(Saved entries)
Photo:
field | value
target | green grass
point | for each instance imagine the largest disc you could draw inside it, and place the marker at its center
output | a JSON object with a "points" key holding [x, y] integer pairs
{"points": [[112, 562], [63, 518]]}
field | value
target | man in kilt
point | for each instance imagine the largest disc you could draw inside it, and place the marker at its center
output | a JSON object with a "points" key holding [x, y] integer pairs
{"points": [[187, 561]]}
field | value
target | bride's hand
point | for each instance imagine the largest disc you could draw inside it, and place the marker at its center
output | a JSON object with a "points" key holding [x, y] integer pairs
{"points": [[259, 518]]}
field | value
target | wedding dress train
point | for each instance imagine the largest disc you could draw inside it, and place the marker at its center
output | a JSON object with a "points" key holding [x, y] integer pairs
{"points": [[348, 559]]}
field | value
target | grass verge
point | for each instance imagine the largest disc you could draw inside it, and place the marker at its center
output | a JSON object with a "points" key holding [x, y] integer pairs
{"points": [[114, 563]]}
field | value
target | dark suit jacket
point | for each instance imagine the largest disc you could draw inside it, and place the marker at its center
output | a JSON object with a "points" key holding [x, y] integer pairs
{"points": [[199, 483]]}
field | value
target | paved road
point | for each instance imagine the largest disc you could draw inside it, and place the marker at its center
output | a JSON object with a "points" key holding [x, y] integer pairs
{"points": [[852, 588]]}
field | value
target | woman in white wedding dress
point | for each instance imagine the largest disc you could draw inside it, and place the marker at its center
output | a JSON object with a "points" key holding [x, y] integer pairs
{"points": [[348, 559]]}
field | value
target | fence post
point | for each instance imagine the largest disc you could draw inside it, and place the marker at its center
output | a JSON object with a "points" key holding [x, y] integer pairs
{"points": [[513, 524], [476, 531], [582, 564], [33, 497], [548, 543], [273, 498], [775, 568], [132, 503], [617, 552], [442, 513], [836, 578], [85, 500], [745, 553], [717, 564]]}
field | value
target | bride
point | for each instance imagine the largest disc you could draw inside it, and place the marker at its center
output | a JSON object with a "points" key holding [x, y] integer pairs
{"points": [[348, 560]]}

§ TASK ITEM
Starting with the first entry and ending with the last, give all of them again unchanged.

§ RESULT OF THIS TASK
Photo:
field | value
target | green grass
point | for each instance imagine the largest disc you could draw inside it, and place the marker at its center
output | a JSON object with a "points" key holding [x, y] integer pairs
{"points": [[112, 562], [63, 518]]}
field | value
target | man in kilt
point | for each instance imagine the largest disc you could draw inside it, and place the marker at its center
output | a JSON object with a "points" key holding [x, y] integer pairs
{"points": [[187, 561]]}
field | value
target | bride's hand
point | for each instance imagine the largest disc you could draw inside it, and place the marker at its center
output | a JSON object with a "points" key holding [x, y] integer pairs
{"points": [[259, 518]]}
field | value
target | wedding dress train
point | for each instance imagine the largest disc you could draw inside it, and place the marker at its center
output | a JSON object with a "points" key holding [x, y] integer pairs
{"points": [[348, 559]]}
field | value
target | grass verge
point | for each instance imagine the largest disc you could draw inside it, and place the marker at its center
output | a JSON object with a "points" key holding [x, y] integer pairs
{"points": [[114, 563]]}
field | value
target | dark suit jacket
point | for each instance imagine the largest disc you could draw inside it, and place the marker at its center
output | a JSON object with a "points" key holding [x, y] integer pairs
{"points": [[199, 483]]}
field | value
target | paved road
point | for each instance imagine the largest disc you could draw inside it, and place the marker at its center
output | a JSON object with a "points" key holding [x, y] integer pairs
{"points": [[852, 588]]}
field | value
target | woman in white wedding dress
point | for each instance imagine the largest disc you could draw inside it, and place the marker at its center
output | a JSON object with a "points" key holding [x, y] integer pairs
{"points": [[348, 559]]}
field | value
target | fence post
point | for each instance imagine the largest disc you could draw inside it, and place the marker at its center
output | a JSON object with a "points" key holding [x, y] integer pairs
{"points": [[513, 524], [476, 531], [582, 564], [33, 497], [548, 543], [273, 498], [775, 568], [132, 503], [617, 552], [442, 513], [836, 578], [85, 500], [745, 553], [717, 564]]}
field | value
target | bride
point | for each instance imagine the largest disc you could draw inside it, and place the marker at its center
output | a JSON object with a "points" key holding [x, y] integer pairs
{"points": [[348, 560]]}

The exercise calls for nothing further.